What this exercise asks:
a: According to the psychiatry passage, in what year was homosexuality declassified as a mental disorder?
b: Reproduce the psychiatry passage between "Despite these advances" and "a routine basis.", inclusive, substituting "legal psychiatry" for "forensic psychiatry".

Page text:
%%
Modern psychiatry has certainly come a long way.4 We recognize mental health as being essential to overall health. Medications have evolved beyond lithium, chlorpromazine, and fluoxetine. We now have quarterly injectable antipsychotics and pills that patients can swallow and actually be monitored by their clinicians!4
The American Psychiatric Association (APA) has published multiple iterations of the Diagnostic and Statistical Manual of Mental Disorders since its inception in 1968.5 And with those revisions have come changes that most contemporary colleagues could only describe as self-evident—such as the declassification of homosexuality as a mental disorder in 1973.
Despite these advances and the advent of the Mental Health Parity Act of 2008, experience has shown us that some things have seen little progress. Reil, who saw a nexus between mental and physical health, launched an anti-stigma campaign more than 200 years ago. This begs a question to colleagues: How far have we come? Or better yet, capitalizing on our knowledge, experience, and hopes: What else can we do?
The essential interaction between mental, chemical, and physical domains has given rise to psychiatry and its many subspecialties. Among them is forensic psychiatry, which deals with the overlap of mental health and legal matters.6
While often recognized for its relation to criminology, forensic psychiatry encompasses the entirety of legal mental health matters.7 These are things that the daily practitioner faces on a routine basis.
%%
Records:
%%
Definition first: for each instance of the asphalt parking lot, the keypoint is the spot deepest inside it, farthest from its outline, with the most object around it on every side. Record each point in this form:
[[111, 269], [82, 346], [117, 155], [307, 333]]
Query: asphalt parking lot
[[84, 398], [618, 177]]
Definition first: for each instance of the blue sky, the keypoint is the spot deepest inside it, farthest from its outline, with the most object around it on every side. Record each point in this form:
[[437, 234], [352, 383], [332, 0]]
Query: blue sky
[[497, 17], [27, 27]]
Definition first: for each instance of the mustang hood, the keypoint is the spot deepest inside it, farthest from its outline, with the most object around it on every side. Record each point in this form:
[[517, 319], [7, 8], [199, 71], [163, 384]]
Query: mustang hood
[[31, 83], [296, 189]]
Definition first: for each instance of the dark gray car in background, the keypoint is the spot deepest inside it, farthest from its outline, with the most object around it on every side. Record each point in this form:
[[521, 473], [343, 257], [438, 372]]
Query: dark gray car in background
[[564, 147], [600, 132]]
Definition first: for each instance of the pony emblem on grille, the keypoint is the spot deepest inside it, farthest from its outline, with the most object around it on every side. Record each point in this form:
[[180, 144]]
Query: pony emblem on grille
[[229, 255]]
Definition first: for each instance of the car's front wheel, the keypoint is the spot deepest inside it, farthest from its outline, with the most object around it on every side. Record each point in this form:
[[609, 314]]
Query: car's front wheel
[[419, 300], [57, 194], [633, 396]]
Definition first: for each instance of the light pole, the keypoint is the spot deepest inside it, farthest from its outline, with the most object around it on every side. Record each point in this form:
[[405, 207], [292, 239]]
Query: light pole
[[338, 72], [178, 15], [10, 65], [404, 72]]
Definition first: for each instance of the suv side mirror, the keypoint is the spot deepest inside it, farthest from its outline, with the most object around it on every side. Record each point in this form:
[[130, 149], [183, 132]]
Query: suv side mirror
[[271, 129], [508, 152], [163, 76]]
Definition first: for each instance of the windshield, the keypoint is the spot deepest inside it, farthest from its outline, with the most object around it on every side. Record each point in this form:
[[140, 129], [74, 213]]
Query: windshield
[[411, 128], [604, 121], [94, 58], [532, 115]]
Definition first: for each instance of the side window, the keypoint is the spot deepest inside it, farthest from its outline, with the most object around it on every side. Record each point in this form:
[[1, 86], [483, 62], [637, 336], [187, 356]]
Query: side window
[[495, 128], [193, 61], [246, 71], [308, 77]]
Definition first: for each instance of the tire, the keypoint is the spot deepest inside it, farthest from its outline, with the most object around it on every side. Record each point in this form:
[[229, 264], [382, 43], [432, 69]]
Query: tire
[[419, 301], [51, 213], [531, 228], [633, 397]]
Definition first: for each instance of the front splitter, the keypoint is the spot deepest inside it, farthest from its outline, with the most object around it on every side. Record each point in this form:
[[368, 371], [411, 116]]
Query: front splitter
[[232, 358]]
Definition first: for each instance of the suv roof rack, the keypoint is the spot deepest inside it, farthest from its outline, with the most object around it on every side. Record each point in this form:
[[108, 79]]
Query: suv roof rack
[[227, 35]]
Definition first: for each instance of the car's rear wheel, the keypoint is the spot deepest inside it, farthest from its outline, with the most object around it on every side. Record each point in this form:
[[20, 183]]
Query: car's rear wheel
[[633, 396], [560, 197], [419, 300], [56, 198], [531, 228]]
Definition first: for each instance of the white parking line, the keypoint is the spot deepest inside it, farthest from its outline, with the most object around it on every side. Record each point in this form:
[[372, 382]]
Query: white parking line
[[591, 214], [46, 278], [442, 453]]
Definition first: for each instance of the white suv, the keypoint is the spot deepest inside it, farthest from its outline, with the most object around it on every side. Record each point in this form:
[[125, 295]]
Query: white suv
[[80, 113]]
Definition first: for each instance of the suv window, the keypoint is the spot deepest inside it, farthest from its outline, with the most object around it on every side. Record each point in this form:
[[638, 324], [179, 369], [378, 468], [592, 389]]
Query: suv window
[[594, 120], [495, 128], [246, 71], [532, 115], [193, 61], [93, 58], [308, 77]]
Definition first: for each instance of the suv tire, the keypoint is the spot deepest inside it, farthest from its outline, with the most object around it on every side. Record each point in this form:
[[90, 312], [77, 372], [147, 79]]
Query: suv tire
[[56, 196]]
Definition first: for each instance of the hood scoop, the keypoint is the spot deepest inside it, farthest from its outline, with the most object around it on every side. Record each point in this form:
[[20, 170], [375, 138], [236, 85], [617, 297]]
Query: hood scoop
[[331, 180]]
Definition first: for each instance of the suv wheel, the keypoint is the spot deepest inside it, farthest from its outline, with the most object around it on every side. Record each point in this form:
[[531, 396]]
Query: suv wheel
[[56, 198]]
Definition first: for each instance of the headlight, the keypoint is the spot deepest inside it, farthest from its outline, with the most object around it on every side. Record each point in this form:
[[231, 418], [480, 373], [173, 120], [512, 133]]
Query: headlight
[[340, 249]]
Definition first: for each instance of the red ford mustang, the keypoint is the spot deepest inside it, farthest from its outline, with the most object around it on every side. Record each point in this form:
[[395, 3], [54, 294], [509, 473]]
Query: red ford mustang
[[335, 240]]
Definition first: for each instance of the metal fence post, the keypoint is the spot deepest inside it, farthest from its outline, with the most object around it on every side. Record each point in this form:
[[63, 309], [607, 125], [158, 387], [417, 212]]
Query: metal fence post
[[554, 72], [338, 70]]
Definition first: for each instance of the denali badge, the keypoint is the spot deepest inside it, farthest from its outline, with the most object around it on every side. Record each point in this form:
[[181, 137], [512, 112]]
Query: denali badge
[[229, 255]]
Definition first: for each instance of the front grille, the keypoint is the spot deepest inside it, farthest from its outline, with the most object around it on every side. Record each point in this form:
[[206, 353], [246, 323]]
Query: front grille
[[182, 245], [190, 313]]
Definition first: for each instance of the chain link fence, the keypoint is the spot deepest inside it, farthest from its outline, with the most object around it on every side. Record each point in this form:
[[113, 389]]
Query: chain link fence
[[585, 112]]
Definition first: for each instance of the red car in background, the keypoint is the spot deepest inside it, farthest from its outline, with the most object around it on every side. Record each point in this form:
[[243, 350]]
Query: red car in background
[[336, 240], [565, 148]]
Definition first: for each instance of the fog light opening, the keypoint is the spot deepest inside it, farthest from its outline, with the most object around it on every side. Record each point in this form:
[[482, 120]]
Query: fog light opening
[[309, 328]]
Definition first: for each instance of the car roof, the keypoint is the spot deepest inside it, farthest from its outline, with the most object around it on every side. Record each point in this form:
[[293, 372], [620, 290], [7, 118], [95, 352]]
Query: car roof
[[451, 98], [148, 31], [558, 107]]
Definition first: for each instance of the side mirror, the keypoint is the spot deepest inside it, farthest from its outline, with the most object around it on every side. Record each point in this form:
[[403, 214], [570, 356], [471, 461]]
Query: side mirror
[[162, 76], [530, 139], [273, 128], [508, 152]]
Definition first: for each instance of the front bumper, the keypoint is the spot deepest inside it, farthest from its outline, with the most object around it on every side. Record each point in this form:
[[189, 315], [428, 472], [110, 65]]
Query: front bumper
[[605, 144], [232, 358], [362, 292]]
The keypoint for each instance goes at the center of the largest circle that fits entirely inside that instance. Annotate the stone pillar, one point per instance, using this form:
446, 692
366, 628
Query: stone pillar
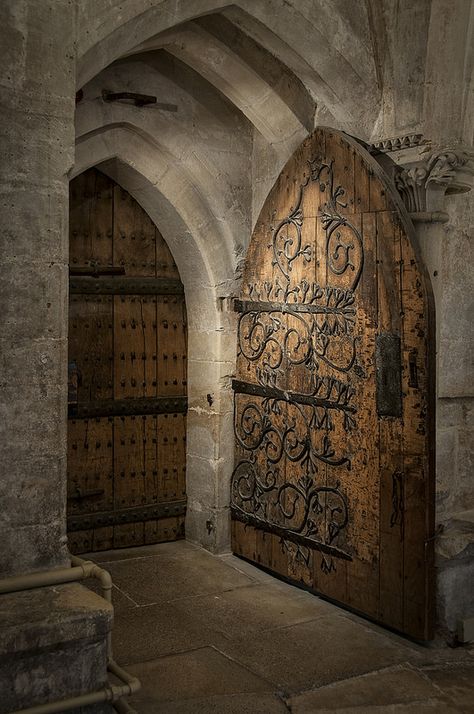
37, 96
52, 640
210, 432
431, 181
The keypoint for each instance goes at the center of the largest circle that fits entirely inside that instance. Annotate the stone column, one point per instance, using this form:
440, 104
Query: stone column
434, 182
37, 97
52, 640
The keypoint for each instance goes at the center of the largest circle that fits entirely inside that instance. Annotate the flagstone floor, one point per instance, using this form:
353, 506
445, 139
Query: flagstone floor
214, 635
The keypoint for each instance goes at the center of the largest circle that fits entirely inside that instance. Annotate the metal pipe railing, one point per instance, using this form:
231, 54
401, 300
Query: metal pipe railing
80, 570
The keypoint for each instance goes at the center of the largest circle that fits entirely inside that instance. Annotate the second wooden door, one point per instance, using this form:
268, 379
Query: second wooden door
127, 368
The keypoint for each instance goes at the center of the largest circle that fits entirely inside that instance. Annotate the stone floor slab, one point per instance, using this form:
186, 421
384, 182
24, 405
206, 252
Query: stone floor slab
158, 579
456, 681
188, 676
318, 652
174, 549
231, 704
246, 611
399, 686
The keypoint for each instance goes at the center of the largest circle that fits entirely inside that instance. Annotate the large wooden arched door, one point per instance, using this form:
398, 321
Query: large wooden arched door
127, 363
333, 479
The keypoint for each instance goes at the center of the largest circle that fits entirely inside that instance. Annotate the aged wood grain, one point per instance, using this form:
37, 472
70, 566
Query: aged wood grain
326, 490
125, 347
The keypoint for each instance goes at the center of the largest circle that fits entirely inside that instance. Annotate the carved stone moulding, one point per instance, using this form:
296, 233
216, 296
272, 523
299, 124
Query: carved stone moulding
424, 174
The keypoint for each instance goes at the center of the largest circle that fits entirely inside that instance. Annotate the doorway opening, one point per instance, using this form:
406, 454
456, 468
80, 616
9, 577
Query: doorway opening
127, 366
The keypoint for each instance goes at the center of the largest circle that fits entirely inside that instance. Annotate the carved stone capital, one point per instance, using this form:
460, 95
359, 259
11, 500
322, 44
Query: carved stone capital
424, 174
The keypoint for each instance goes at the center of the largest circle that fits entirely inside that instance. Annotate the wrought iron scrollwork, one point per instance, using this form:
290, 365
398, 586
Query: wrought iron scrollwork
272, 432
282, 338
344, 246
291, 445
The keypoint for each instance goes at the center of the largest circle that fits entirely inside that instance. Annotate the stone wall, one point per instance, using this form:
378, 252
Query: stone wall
250, 81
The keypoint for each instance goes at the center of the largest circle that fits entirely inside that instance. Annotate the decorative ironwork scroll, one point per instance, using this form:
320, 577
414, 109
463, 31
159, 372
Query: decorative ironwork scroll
272, 431
291, 445
344, 248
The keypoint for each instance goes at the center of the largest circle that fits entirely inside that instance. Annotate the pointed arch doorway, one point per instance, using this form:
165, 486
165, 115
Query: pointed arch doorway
127, 374
333, 412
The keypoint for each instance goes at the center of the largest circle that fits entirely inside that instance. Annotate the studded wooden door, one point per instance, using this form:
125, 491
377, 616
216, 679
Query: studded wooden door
333, 479
127, 369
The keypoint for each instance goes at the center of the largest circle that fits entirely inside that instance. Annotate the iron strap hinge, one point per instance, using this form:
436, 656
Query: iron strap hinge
141, 514
123, 285
128, 407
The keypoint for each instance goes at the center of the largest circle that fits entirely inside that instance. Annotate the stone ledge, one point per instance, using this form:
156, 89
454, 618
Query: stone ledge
457, 538
53, 645
40, 618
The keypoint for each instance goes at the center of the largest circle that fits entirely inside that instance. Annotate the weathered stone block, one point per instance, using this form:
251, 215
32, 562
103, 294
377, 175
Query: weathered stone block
52, 645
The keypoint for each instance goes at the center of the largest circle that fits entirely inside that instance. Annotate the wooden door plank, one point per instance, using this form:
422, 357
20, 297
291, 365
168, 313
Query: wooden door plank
90, 219
329, 236
416, 458
134, 236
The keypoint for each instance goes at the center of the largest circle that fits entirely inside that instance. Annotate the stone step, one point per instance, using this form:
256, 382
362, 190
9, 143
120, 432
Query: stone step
53, 645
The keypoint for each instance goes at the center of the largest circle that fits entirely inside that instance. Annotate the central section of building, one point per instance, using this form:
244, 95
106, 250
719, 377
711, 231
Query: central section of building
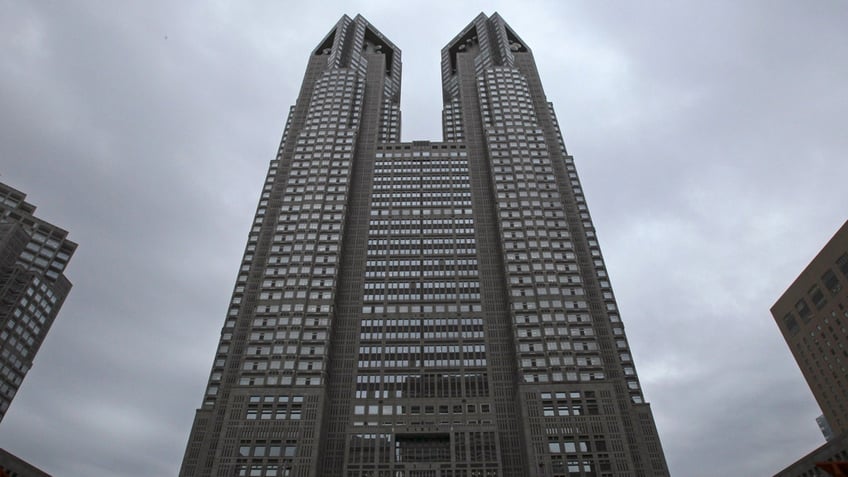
423, 309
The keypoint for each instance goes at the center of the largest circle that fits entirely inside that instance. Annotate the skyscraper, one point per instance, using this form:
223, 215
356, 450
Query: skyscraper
423, 309
33, 257
812, 315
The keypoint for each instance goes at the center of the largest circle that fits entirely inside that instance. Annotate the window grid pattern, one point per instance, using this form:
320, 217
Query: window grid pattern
422, 348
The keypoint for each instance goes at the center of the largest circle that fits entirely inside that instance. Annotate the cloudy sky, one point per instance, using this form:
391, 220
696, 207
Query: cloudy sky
710, 138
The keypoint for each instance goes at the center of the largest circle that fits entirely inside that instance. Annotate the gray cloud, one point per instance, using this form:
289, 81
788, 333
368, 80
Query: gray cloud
708, 138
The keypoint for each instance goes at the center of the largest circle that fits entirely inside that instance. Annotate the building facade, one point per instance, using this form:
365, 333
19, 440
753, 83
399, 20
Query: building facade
423, 309
33, 257
812, 315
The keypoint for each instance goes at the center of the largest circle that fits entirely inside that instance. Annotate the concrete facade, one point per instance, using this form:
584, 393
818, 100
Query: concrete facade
812, 315
423, 309
33, 257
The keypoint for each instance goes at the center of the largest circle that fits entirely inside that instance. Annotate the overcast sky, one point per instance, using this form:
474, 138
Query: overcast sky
711, 142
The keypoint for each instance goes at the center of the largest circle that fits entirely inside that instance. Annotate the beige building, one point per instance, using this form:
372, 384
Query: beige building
813, 316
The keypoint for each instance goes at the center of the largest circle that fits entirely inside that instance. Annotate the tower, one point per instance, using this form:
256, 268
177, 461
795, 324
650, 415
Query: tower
423, 309
33, 257
812, 315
%%
Task results:
a: 1973

b:
Despite these advances and the advent of the Mental Health Parity Act of 2008, experience has shown us that some things have seen little progress. Reil, who saw a nexus between mental and physical health, launched an anti-stigma campaign more than 200 years ago. This begs a question to colleagues: How far have we come? Or better yet, capitalizing on our knowledge, experience, and hopes: What else can we do?
The essential interaction between mental, chemical, and physical domains has given rise to psychiatry and its many subspecialties. Among them is legal psychiatry, which deals with the overlap of mental health and legal matters.6
While often recognized for its relation to criminology, legal psychiatry encompasses the entirety of legal mental health matters.7 These are things that the daily practitioner faces on a routine basis.